SUPPLIED PASSAGE.
Step 1 (fake parallelisation with 2 fake processes)

Run the "fake parallelisation" 1-D diffusion code l8_diffusion_1D_2procs.jl, which is missing the boundary updates of the 2 fake processes and describe what you see in the visualisation.

Then, add the required boundary update:

# Update boundaries (MPI)
CL[end] = ...
CR[1]   = ...

in order make the code work properly and run it again. Note what has changed in the visualisation.

The next step will be to generalise the fake parallelisation with 2 fake processes to work with n fake processes. The idea of this generalised fake parallelisation approach is the following:

for ip = 1:np # compute physics locally
    C[2:end-1,ip] .= C[2:end-1,ip] .+ dt*D*diff(diff(C[:,ip])/dxg)/dxg
end
for ip = 1:np-1 # update boundaries
   # ...
end
for ip = 1:np # global picture
    i1 = 1 + (ip-1)*(nx-2)
    Cg[i1:i1+nx-2] .= C[1:end-1,ip]
end

The array C contains now n local domains where each domain belongs to one fake process, namely the fake process indicated by the second index of C (ip). The boundary updates are to be adapted accordingly. All the physical calculations happen on the local chunks of the arrays.

We only need "global" knowledge in the definition of the initial condition.

DATA TO USE.
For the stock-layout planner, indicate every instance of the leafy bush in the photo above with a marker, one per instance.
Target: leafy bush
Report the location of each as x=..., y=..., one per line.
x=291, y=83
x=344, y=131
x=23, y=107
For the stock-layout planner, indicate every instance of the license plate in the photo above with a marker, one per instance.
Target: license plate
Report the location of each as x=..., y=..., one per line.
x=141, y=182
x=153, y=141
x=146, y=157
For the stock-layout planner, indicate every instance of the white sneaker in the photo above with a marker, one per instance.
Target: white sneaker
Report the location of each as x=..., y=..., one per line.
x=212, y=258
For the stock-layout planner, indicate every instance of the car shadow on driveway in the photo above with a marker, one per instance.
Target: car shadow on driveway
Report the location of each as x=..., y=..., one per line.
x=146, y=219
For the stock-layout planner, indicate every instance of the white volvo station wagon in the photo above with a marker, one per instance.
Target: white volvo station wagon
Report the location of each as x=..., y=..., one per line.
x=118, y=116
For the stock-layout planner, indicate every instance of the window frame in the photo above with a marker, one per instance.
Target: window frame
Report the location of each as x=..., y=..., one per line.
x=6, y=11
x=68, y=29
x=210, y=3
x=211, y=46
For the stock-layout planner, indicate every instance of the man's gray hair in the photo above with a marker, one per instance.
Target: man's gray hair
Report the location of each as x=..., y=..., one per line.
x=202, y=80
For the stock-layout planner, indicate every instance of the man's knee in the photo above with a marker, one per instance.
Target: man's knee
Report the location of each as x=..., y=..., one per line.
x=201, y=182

EXERCISE INSTRUCTIONS.
(1) Summarize the passage on fake parallelization in two sentences.
(2) Format the records from the line with "of the window" to the line with "x=202, y=80" as a JSON list of strings, one string per line, with blank lines left out.
The passage on fake parallelization and the records are unrelated to each other.

COMPLETED EXERCISE.
(1) The passage has the reader run a 1-D diffusion code that fakes parallelization with two processes but lacks their boundary updates, describe the visualization, then add the boundary updates, run it again and note what has changed. It then outlines generalizing the approach to n fake processes, where the array C holds one local domain per fake process, all physical calculations happen on local chunks, and global knowledge is needed only to define the initial condition.

(2)
[
  "For the stock-layout planner, indicate every instance of the window frame in the photo above with a marker, one per instance.",
  "Target: window frame",
  "Report the location of each as x=..., y=..., one per line.",
  "x=6, y=11",
  "x=68, y=29",
  "x=210, y=3",
  "x=211, y=46",
  "For the stock-layout planner, indicate every instance of the man's gray hair in the photo above with a marker, one per instance.",
  "Target: man's gray hair",
  "Report the location of each as x=..., y=..., one per line.",
  "x=202, y=80"
]